**EXERCICE 1**
Relevez dans l'extrait sur le classement de Saint-Emilion toutes les propriétés qui se sont retirées de ce classement.
**EXERCICE 2**
Selon l'extrait sur le classement de Saint-Emilion, pour quelles raisons Angélus a-t-il abandonné le classement ? Répondez en une à trois phrases.

**EXTRAIT DU TEXTE**
Mais la grande question qui se pose maintenant à  la Commission est : est-ce que les défections des trois plus grandes propriétés vont porter un fort préjudice au futur classement 2022 ? « C’est à redouter. Cette nouvelle fait mal à tout le monde, c’est sûr, mais notre état d’esprit est de continuer à aller de l’avant, et de revendiquer la force collective de ce classement, admettait en juillet dernier, Franck Binard, le directeur du Conseil des vins de Saint-Emilion, après les retraits d’Ausone et Cheval-Blanc. Maintenant, avec l’abandon d’Angélus, le président du Conseil des vins, Jean-François Galhaud, regrette, d’un point de vue collectif, cette décision, motivée par des raisons personnelles notamment en raison de la condamnation récente faite à Hubert de Boüard. Mais il reste persuadé que ce classement révisable tous les dix ans demeure un formidable outil de challenge, d’émulation et de modernité​. »

**DOCUMENTS SOURCES**
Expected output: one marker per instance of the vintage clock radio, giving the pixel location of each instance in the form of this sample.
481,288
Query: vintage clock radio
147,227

**RÉPONSE COMPLÈTE 1**
Ausone, Cheval-Blanc et Angélus.

**RÉPONSE COMPLÈTE 2**
L'extrait indique que la décision d'Angélus est motivée par des raisons personnelles. Il cite notamment la condamnation récente faite à Hubert de Boüard.